### [Source document]
━━━━━━━━
In the case of payment of transitional compensation by reason of a total forfeiture of pay and allowances pursuant to a sentence of a court-martial, payment of transitional compensation shall not be made for any period for which an order --


     (1) suspends, in whole or in part, that part of a sentence that includes forfeiture of the member’s pay and allowance; or


     (2) otherwise results in continuation, in whole or in part, of the member’s pay and allowances.



Citing the development over time of specific provisions allowing concurrent payment, the Memorandum concluded that subsection (h) “should be limited to cases where a court-martial sentence does not include a punitive separation but results in total forfeitures, whether by explicit provision of the sentence or by automatic total forfeiture as a result of a sentence to confinement.”  DoD/OGC Memorandum, at 4.  The opinion of the court below, by contrast, did not address the development of the legislation and related considerations raised in the DoD/OGC Memorandum, including the role of subsection (h) in non-discharge cases where mandatory forfeitures are triggered by a sentence to confinement.   Compare Lundy, 58 M.J. at 806, with DoD/OGC Memorandum, at 3-4.  Nor did the opinion of the lower court address the legislative development of Article 58b, which reflects congressional awareness of § 1059 dependent-abuse compensation during development of the waived forfeiture provisions of Article 58b(b).

     In addition, R.C.M. 1101(d), which addresses the convening authority’s discretionary power to waive forfeitures, is instructive.  Subsection (d)(2) lists a wide variety of factors involving financial and other circumstances “that may be considered by the convening authority in determining the amount of forfeitures, if any, to be waived includ[ing] . . . the availability of transitional compensation for abused dependents permitted under 10 U.S.C. [§] 1059.”  This provision underscores the fact that, in deciding whether to waive forfeitures in whole or in part on behalf of a dependent, the convening authority may take into account the availability of dependent-abuse compensation under § 1059.  As such, the convening authority has discretion to decide, under the circumstances of each particular case, that waived forfeitures are unnecessary in light of payments under § 1059, or that waived forfeitures are required because § 1059 payments are insufficient to meet the needs of the dependents in that case.
━━━━━━━━
(Stored items)
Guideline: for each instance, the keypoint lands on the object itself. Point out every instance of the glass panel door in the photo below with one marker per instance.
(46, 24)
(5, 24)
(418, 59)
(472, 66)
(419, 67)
━━━━━━━━
### [Required work]
a - Reproduce a passage from the text on transitional compensation and forfeitures, beginning at the words "(1) suspends, in" and stopping after "pay and allowances.".
b - In the text on transitional compensation and forfeitures, rewrite the paragraph that opens "In addition, R.C.M. 1101(d)" in a shorter form that keeps its main facts.

### [In response]
a -
(1) suspends, in whole or in part, that part of a sentence that includes forfeiture of the member’s pay and allowance; or


     (2) otherwise results in continuation, in whole or in part, of the member’s pay and allowances.

b - R.C.M. 1101(d), which covers the convening authority's discretionary power to waive forfeitures, is instructive. Subsection (d)(2) lists financial and other factors the convening authority may consider in setting the amount of forfeitures to waive. One of these factors is the availability of transitional compensation for abused dependents under 10 U.S.C. § 1059. When deciding whether to waive forfeitures for a dependent, the convening authority may therefore weigh § 1059 payments and decide case by case. It may find that waived forfeitures are unnecessary given those payments. It may also find that waived forfeitures are required because the payments do not meet the dependents' needs.